#### [Your objective]
The required output is the line with "Where can you spot the white t-shirt?" and each line that follows it to the end of the entries below, copied exactly and with nothing added.

────

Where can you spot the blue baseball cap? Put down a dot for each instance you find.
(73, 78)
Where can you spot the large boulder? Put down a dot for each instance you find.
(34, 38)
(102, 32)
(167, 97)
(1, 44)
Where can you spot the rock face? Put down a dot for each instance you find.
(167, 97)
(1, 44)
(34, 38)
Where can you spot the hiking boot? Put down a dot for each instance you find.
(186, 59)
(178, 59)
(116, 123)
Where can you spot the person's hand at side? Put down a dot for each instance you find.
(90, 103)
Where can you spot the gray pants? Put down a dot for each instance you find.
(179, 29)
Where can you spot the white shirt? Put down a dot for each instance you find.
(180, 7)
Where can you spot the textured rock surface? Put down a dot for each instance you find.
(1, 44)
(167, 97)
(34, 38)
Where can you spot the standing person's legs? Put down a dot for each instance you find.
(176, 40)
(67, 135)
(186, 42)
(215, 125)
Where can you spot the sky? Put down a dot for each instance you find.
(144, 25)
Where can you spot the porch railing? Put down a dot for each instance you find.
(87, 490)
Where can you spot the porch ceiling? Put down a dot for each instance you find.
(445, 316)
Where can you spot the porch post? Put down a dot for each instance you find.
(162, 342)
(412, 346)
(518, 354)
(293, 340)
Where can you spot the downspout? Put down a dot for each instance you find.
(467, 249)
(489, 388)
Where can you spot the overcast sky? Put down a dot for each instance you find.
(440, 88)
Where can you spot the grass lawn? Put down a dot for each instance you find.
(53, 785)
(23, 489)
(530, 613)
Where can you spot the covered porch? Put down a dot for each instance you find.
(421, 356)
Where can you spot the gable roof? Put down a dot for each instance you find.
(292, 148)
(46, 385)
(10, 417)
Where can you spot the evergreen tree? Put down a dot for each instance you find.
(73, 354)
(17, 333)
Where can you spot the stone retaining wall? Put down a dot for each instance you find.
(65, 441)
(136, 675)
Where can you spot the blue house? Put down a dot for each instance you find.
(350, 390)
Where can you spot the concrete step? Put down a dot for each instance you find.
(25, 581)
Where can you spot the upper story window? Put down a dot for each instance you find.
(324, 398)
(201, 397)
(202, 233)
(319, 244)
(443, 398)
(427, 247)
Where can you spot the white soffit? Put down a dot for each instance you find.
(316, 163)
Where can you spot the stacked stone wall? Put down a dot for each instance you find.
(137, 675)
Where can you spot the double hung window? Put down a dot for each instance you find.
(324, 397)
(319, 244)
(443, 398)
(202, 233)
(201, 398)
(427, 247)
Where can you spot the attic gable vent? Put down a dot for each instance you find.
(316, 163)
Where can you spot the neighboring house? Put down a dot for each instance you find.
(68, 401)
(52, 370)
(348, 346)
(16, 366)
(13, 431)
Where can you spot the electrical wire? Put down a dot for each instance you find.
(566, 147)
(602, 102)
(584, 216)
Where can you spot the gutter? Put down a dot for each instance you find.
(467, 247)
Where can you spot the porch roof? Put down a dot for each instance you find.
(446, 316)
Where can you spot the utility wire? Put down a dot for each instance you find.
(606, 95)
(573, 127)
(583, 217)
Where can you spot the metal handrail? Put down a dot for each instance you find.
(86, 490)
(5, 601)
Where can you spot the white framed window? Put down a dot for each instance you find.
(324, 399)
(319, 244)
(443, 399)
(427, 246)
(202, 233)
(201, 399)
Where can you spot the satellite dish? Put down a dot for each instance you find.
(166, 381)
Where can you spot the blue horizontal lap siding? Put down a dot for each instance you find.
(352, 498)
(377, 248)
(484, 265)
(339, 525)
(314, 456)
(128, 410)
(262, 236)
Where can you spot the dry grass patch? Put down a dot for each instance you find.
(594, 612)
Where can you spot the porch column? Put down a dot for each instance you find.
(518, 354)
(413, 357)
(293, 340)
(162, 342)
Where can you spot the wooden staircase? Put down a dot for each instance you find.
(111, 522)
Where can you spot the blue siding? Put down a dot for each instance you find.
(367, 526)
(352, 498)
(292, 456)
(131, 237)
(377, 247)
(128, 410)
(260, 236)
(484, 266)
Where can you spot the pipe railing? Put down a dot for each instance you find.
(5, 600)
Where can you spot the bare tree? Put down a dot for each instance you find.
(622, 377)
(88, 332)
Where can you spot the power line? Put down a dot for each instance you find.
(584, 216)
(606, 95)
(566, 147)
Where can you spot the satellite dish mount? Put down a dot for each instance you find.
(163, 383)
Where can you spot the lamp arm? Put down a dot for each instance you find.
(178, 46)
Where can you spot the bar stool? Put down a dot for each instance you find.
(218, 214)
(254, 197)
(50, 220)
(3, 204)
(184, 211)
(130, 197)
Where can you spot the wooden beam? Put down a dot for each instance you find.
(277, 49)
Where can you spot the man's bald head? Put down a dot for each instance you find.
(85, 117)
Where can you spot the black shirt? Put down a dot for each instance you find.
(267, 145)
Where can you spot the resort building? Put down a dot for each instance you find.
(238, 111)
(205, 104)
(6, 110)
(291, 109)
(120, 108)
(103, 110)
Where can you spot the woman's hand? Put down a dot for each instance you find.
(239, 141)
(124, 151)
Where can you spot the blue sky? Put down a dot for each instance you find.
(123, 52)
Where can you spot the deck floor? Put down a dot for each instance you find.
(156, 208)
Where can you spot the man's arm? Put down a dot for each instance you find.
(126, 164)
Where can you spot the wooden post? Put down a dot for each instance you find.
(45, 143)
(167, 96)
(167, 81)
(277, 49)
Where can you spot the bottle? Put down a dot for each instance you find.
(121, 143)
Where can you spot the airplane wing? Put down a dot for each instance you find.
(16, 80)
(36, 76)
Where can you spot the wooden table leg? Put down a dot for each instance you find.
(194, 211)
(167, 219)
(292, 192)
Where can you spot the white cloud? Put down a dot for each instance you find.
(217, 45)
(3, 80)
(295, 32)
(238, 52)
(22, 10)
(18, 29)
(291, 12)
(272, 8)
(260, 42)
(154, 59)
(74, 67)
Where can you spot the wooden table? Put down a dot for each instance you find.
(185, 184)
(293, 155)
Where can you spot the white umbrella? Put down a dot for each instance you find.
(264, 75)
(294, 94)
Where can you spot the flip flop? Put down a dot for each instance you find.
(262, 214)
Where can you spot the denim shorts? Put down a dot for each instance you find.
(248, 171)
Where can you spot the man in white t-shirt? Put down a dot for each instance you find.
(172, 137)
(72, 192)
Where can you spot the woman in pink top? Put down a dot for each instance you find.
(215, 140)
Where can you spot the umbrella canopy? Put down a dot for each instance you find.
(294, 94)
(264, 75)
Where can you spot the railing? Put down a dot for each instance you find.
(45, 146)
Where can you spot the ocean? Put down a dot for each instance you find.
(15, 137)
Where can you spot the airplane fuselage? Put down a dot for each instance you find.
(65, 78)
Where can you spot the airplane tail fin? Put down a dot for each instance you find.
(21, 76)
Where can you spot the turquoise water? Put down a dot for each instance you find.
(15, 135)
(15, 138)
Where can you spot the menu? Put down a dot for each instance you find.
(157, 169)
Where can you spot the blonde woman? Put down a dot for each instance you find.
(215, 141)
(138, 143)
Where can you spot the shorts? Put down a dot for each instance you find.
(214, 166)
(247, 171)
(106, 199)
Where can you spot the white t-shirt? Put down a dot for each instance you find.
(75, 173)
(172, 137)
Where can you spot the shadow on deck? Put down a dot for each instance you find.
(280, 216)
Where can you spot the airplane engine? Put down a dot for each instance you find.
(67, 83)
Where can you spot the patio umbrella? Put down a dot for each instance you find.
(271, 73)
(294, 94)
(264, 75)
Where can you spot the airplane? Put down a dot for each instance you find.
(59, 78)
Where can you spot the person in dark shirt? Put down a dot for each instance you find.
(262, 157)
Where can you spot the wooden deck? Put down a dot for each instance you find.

────

#### [Solution to the exercise]
Where can you spot the white t-shirt? Put down a dot for each instance you find.
(75, 173)
(172, 137)
Where can you spot the shadow on deck? Put down a dot for each instance you find.
(280, 216)
Where can you spot the airplane engine? Put down a dot for each instance you find.
(67, 83)
Where can you spot the patio umbrella? Put down a dot for each instance you find.
(271, 73)
(294, 94)
(264, 75)
Where can you spot the airplane? Put down a dot for each instance you find.
(59, 78)
Where can you spot the person in dark shirt? Put down a dot for each instance you find.
(262, 157)
Where can you spot the wooden deck? Put down a dot for each instance you find.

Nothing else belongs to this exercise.